What the task asks
The records that follow are to be transcribed in full, without their images.

Dataset excerpts

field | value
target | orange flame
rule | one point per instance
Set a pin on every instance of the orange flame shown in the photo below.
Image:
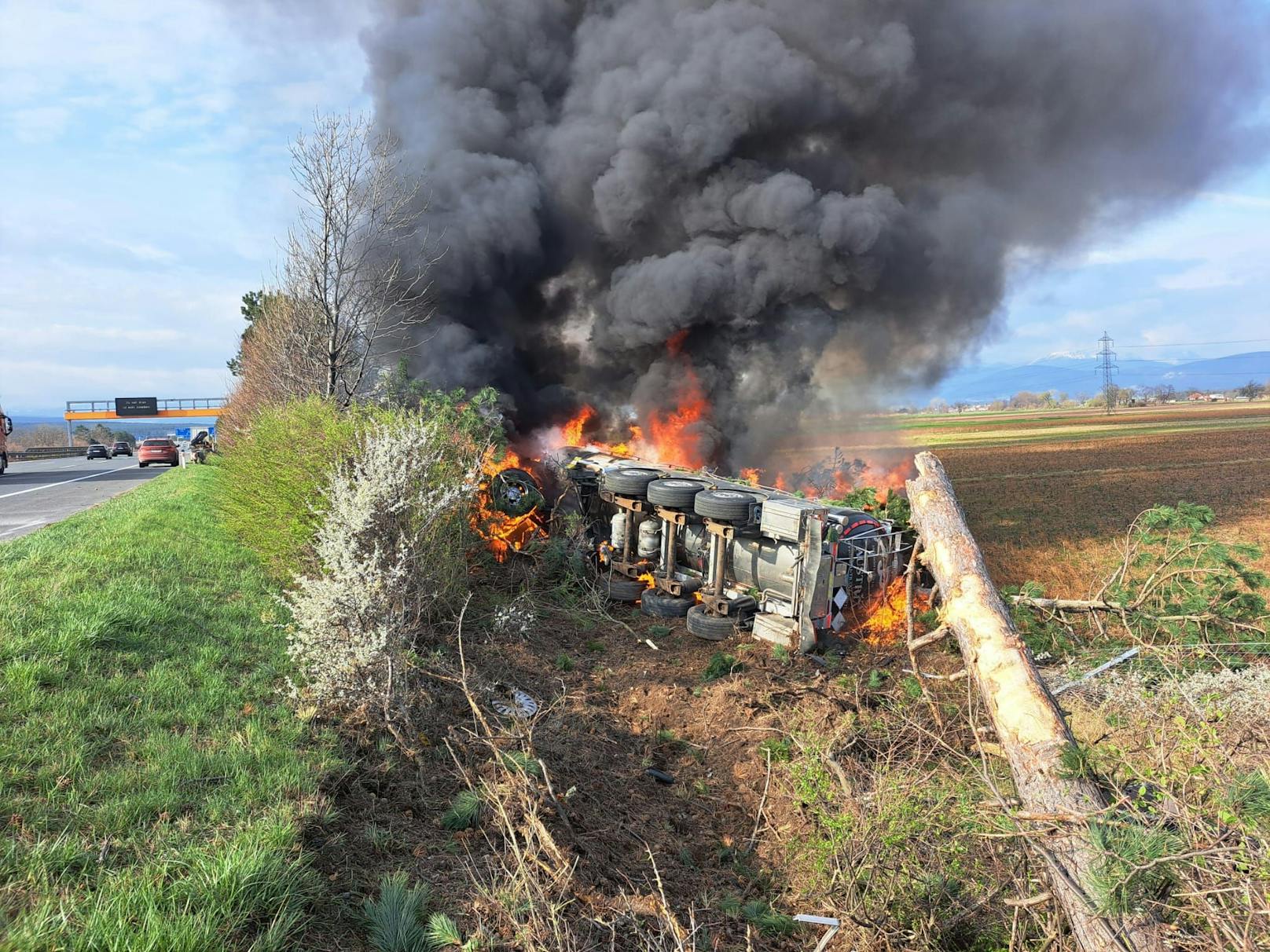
(667, 436)
(503, 533)
(886, 617)
(573, 428)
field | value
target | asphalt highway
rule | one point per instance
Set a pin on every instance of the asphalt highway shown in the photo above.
(39, 492)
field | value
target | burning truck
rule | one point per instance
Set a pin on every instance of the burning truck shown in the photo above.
(721, 554)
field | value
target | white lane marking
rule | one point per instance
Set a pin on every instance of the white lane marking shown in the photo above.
(20, 529)
(64, 482)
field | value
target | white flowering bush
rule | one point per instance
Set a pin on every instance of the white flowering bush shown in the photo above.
(389, 550)
(516, 618)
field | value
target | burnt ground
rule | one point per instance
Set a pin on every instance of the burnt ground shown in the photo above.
(612, 707)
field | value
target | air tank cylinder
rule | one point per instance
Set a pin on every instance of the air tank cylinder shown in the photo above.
(651, 538)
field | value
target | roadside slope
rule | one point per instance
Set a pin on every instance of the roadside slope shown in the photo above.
(152, 778)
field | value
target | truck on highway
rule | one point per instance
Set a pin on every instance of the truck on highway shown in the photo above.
(6, 430)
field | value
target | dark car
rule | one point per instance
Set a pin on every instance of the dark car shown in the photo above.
(159, 449)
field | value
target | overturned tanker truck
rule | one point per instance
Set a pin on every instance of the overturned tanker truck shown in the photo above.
(729, 556)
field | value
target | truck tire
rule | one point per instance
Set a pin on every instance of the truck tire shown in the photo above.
(630, 480)
(710, 628)
(727, 504)
(674, 492)
(618, 588)
(658, 605)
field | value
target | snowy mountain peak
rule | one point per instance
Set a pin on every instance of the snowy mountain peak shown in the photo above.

Reply to the task
field | value
target | orange flame
rule | one point per instance
Set a pin on every instance of the orange flame shown in the photo below.
Image:
(667, 436)
(503, 533)
(886, 617)
(573, 428)
field | value
target | asphalt highway
rule | one point per instance
Set a pin on every instance of the asphalt highway shown in the photo above.
(39, 492)
field | value
target | burning truck
rule | one point per instance
Set a pin on every instance of the burning truck shown in the photo above.
(721, 554)
field | value
target | white lane marking
rule | one point per instance
Set a pin on every instance of the white lane marking shown in the photo above.
(20, 529)
(64, 482)
field | value
target | white flowering bush
rule | one point per instance
Set a pin on every instance of the white flowering bush shown in the photo above.
(389, 550)
(516, 618)
field | value
target | burnt ground
rule | one point per instance
Set a pin on every instance of the burnt ground shown in the photo above.
(612, 707)
field | value
target | air tank cylinder
rule | one point per instance
Set a pin on every instance of the air tank cylinder shown in the photo above.
(651, 538)
field | value
target | roadside slope
rule | one point per instance
Set a pin on every instance of the roadside slope shown in the photo above.
(152, 778)
field | value
target | truck on highway
rule | one point per instance
Set a pin on every instance of the truck on highway shown in the photo above.
(6, 430)
field | value
target | dark car
rule | one point per instance
Set a pin on every instance of the dark car shown in the photo above.
(159, 449)
field | value
target | overturned tanker truck
rule | one point per instance
Set a pin on every instance of the overturned tanker truck shown in the photo above.
(729, 556)
field | value
target | truck tire
rule | one point per instance
Set a pin on every instance of the truck tire shown in the photo above.
(630, 480)
(710, 628)
(727, 504)
(674, 492)
(618, 588)
(658, 605)
field | value
target | snowy mountain peak
rule | one point per instance
Set a pin on every instance of the snowy mountain peak shown in the photo above.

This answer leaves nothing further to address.